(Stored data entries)
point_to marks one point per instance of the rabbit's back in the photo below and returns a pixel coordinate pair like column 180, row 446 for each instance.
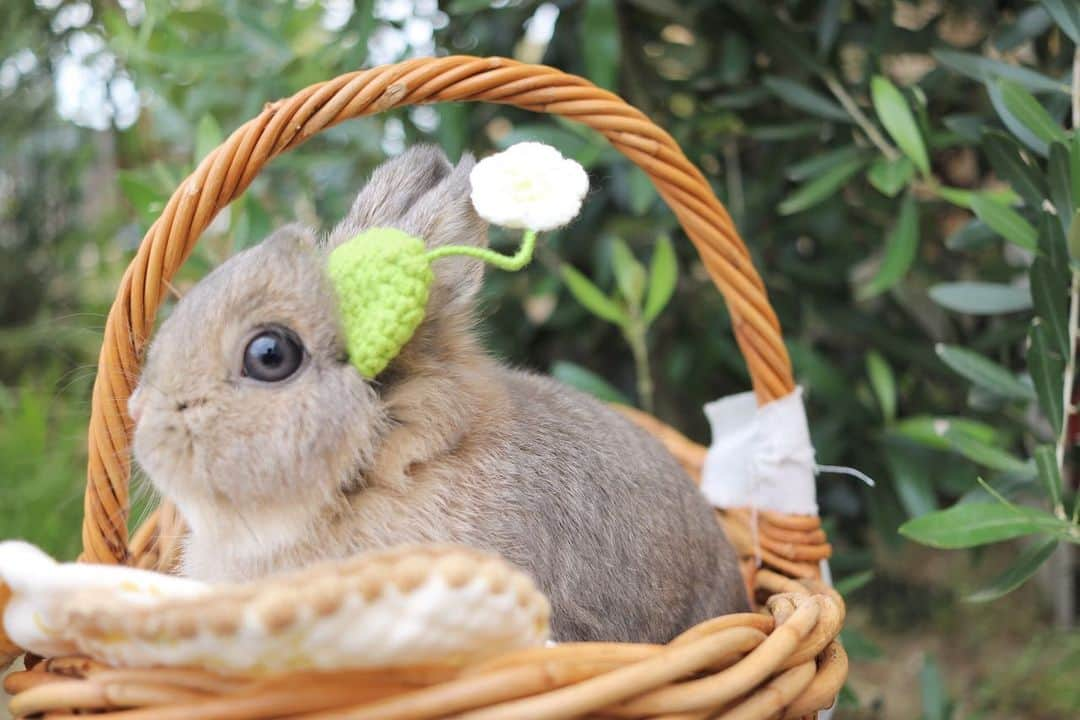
column 604, row 517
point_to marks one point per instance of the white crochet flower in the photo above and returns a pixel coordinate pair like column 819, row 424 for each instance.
column 530, row 186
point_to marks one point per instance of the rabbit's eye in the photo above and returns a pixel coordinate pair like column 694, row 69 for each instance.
column 272, row 355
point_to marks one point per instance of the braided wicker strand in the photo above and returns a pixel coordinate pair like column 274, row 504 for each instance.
column 226, row 172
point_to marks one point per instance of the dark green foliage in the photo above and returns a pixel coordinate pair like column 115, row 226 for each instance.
column 906, row 182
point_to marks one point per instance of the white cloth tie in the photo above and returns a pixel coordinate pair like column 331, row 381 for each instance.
column 760, row 457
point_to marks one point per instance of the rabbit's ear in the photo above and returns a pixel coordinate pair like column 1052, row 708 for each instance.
column 394, row 189
column 445, row 216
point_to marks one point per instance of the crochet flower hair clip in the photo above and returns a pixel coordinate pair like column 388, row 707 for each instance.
column 382, row 276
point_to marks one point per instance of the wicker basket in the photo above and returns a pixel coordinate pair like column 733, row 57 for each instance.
column 782, row 662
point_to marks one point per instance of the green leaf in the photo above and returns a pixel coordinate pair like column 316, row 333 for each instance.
column 144, row 195
column 591, row 297
column 828, row 25
column 629, row 273
column 1050, row 296
column 1045, row 463
column 663, row 276
column 1029, row 112
column 1048, row 374
column 973, row 235
column 890, row 177
column 1066, row 14
column 1061, row 184
column 588, row 381
column 734, row 58
column 1075, row 167
column 1018, row 130
column 1008, row 162
column 1006, row 221
column 852, row 583
column 1072, row 241
column 984, row 69
column 207, row 136
column 1029, row 24
column 818, row 164
column 970, row 525
column 899, row 121
column 988, row 456
column 820, row 189
column 1054, row 247
column 901, row 248
column 910, row 479
column 883, row 383
column 858, row 646
column 981, row 298
column 934, row 700
column 601, row 43
column 799, row 96
column 984, row 372
column 1018, row 572
column 643, row 193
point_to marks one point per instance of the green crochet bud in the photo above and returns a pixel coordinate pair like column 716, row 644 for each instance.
column 382, row 279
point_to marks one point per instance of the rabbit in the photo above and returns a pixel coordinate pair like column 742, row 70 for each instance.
column 277, row 452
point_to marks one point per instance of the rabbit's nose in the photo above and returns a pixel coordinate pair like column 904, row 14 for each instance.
column 135, row 405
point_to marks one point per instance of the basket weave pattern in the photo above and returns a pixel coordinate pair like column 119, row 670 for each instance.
column 783, row 662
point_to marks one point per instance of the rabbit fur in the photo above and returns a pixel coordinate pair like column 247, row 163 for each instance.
column 445, row 446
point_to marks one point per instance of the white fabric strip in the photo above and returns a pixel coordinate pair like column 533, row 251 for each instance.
column 760, row 457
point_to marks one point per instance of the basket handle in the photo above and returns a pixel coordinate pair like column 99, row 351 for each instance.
column 227, row 171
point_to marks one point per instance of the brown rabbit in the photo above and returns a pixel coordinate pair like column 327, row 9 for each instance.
column 277, row 452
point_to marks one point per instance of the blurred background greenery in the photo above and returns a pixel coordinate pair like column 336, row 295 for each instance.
column 898, row 222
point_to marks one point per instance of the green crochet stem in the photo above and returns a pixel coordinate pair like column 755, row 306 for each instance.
column 382, row 279
column 512, row 263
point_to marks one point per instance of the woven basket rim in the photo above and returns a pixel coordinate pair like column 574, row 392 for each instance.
column 785, row 663
column 227, row 171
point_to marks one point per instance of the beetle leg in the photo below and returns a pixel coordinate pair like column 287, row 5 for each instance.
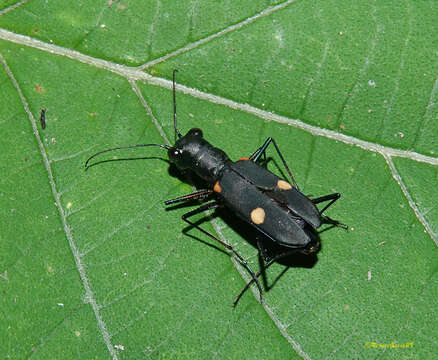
column 262, row 150
column 214, row 205
column 332, row 198
column 201, row 194
column 260, row 272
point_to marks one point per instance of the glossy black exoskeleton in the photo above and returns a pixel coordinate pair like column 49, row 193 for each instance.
column 272, row 205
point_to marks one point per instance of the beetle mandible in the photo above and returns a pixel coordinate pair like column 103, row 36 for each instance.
column 275, row 207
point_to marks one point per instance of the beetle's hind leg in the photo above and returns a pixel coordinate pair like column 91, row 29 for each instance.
column 242, row 261
column 262, row 271
column 200, row 194
column 262, row 151
column 332, row 198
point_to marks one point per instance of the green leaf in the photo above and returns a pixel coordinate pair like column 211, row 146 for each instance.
column 91, row 263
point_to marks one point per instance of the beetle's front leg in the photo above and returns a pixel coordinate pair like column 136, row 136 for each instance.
column 262, row 150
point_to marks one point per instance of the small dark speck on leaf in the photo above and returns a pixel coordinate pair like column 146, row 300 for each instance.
column 39, row 89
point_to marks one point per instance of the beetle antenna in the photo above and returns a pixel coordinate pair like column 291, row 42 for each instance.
column 177, row 133
column 124, row 147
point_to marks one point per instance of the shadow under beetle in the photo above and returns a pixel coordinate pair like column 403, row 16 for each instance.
column 276, row 208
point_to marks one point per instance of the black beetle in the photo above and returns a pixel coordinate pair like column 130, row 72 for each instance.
column 272, row 205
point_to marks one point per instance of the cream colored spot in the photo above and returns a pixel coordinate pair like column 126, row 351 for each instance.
column 283, row 185
column 258, row 216
column 217, row 187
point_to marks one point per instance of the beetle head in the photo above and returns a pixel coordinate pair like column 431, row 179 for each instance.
column 183, row 153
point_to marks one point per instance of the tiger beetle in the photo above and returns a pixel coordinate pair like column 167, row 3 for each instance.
column 275, row 207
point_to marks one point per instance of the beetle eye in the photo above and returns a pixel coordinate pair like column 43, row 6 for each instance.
column 195, row 132
column 174, row 153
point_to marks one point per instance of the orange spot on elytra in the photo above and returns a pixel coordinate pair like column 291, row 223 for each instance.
column 217, row 188
column 284, row 185
column 258, row 216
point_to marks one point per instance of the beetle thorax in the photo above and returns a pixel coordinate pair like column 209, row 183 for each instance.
column 193, row 152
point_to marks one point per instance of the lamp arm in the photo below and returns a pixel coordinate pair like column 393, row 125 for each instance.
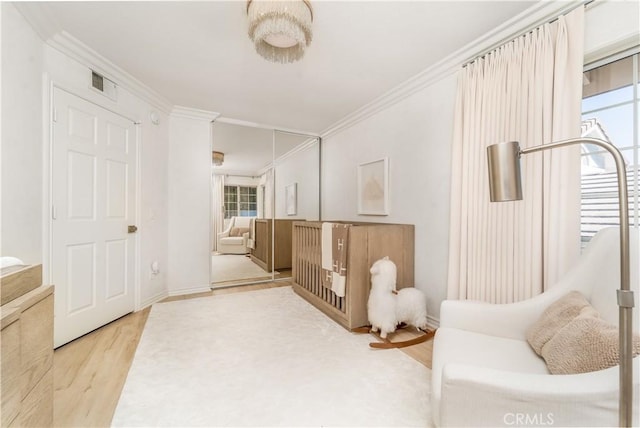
column 625, row 295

## WHAT YOU WILL DO
Transcribe every line of the material above word for word, omitting the pictures from your copy.

## ANSWER TO THE EXERCISE
point_to marks one point per instance of the rabbit's back in the photo below and returns a pixel coordinate pair like column 180, row 446 for each instance.
column 604, row 517
point_to marks one point per instance of the white crochet flower in the photo above and returns a pixel coordinate pair like column 819, row 424 for each instance.
column 530, row 186
point_to marks one point per instance of the rabbit's eye in the photo above and returns a pixel coordinate pair like column 694, row 69 for each instance.
column 272, row 355
point_to marks one point per instance of the braided wicker strand in the photo above and returns a pixel coordinate pair like column 274, row 504 for each instance.
column 226, row 172
point_to marks one point per instance of the dark green foliage in the photo above and returns a pixel coordinate pair like column 115, row 226 for each instance.
column 906, row 182
point_to marks one point per instance of the white cloth tie in the photo above and returns a pixel coordinate pair like column 331, row 381 for each instance.
column 760, row 457
point_to marks one point per instance of the rabbit's ear in the photo above and returns a pixel coordinate pair like column 1052, row 708 for each instance.
column 394, row 189
column 445, row 216
point_to marks one point per instance of the crochet flower hair clip in the photo above and returns a pixel coordinate pair like column 388, row 707 for each instance.
column 382, row 276
point_to marks one point per instance of the wicker basket in the photo above and returns a pixel coordinate pair like column 733, row 57 for each instance.
column 782, row 662
point_to marks one point per instance of the green leaf in the photo above and returns a pixel coordinate pair like column 316, row 333 for each instance.
column 144, row 195
column 591, row 297
column 828, row 25
column 629, row 273
column 1050, row 296
column 1045, row 463
column 663, row 276
column 1029, row 112
column 1048, row 374
column 973, row 235
column 890, row 177
column 1066, row 14
column 1061, row 184
column 588, row 381
column 734, row 58
column 1075, row 167
column 1018, row 130
column 1008, row 162
column 1006, row 221
column 852, row 583
column 1072, row 241
column 984, row 69
column 207, row 136
column 1029, row 24
column 818, row 164
column 970, row 525
column 899, row 121
column 988, row 456
column 820, row 189
column 1054, row 247
column 901, row 248
column 910, row 479
column 883, row 383
column 858, row 646
column 981, row 298
column 934, row 700
column 601, row 43
column 799, row 96
column 984, row 372
column 1018, row 572
column 643, row 193
point_to marks one point per instance of the green crochet bud in the photo above and returns a pixel coordinate pair like column 716, row 644 for each instance.
column 382, row 279
point_to marks one point per instance of the rabbit in the photo above and returns a pixel coordinate pair like column 742, row 70 for each instance.
column 277, row 452
point_to marks one point per instance of the rabbit's nose in the photo above and returns a pixel coordinate pair like column 904, row 14 for each instance.
column 135, row 405
point_to marks one point per instance of the basket weave pattern in the photo above and returns a pixel coordinate pair like column 119, row 670 for each instance.
column 783, row 662
point_to marks one point per instance of the rabbit fur in the photo above and returns a pixel coordinate pair like column 247, row 163 for each instance.
column 445, row 446
point_to marks one point per instance of the white fabric strip in the photo above and returns a pixel coordinate pair like column 533, row 251 for each instance.
column 760, row 457
point_to marks one point per instance of the basket handle in the photo above and returns a pixel coordinate pair like column 99, row 351 for each instance.
column 227, row 171
point_to marks one point per instance of the brown rabbit in the photo above and returns a pixel coordinate pair like column 327, row 9 for each instance.
column 277, row 452
point_to marks one point per instance of the blurred background greenery in the photo above and returns a pixel coordinate pair like column 336, row 295 for each instance.
column 898, row 222
point_to marks one point per instance of the green crochet stem in the photo above and returns a pixel coordinate pair like column 755, row 306 for each instance.
column 382, row 279
column 512, row 263
point_to marks one point per instance of the woven basket rim in the photo above and returns a pixel coordinate pair like column 574, row 392 for each instance.
column 785, row 663
column 227, row 171
point_to marks one point per instance of the beetle leg in the photo below and returns a pixel coordinate pair like column 287, row 5 for each instance.
column 262, row 150
column 214, row 205
column 332, row 198
column 201, row 194
column 260, row 272
point_to marks one point per instance of the glossy black exoskeleton in the photo above and returns a pixel coordinate pair like column 49, row 193 for each instance.
column 272, row 205
point_to marks one point per instance of the beetle mandible in the photo above and returns a pixel coordinate pair like column 103, row 36 for each instance.
column 275, row 207
point_to marks one point per instance of the beetle's hind leg in the photo above and returns a pixel coordinate pair like column 91, row 29 for each instance.
column 242, row 261
column 262, row 271
column 200, row 194
column 262, row 151
column 332, row 198
point_to marks one point per instance of the green leaf in the photo above and returns a pixel coordinate pair like column 211, row 146 for each instance.
column 91, row 263
point_to marks one point per instance of the beetle's front leg in the photo above and returns a pixel coordinate pair like column 136, row 136 for each instance.
column 262, row 150
point_to marks one point per instance of the small dark speck on leaf in the photo above and returns a pixel coordinate pair like column 146, row 300 for each instance.
column 39, row 89
point_to marks one point per instance of the beetle antenna in the photo above and returns a pixel coordinate pair like column 291, row 42 for each instance.
column 177, row 133
column 124, row 147
point_to marks one point per instance of the shadow under beetle in the photo above and returns a pixel coordinate pair like column 403, row 16 for each instance.
column 276, row 208
point_to marks one point per instance of the black beetle in the photo above and returns a pixel coordinate pair like column 130, row 72 for each instance.
column 272, row 205
point_to marks one point per instance of the cream colored spot in the photo above and returns a pixel coordinate pair like column 126, row 351 for each instance.
column 283, row 185
column 258, row 216
column 217, row 187
point_to marks one point per instance of the beetle head in the photo above and returns a pixel coordinate pair like column 431, row 179 for each instance.
column 183, row 153
point_to marks one point per instance of the tiger beetle in the photo above and returns a pixel coordinate pair like column 167, row 3 for each instance.
column 275, row 207
point_to marks one point per instance of the beetle eye in the photo above and returns a pixel coordinate pair like column 43, row 6 for each instance.
column 195, row 132
column 174, row 153
point_to marks one point per instance of the orange spot on elytra in the photo above and returns a pixel coordinate pair like column 291, row 223 for each instance.
column 217, row 188
column 284, row 185
column 258, row 216
point_to marks one point per instance of the beetle thorax in the photo above and returns a pixel coordinate pair like column 209, row 183 for each instance.
column 193, row 152
point_to marks one point per instance of the lamp arm in the photo below and returns a pixel coordinate pair like column 393, row 125 for each instance.
column 625, row 295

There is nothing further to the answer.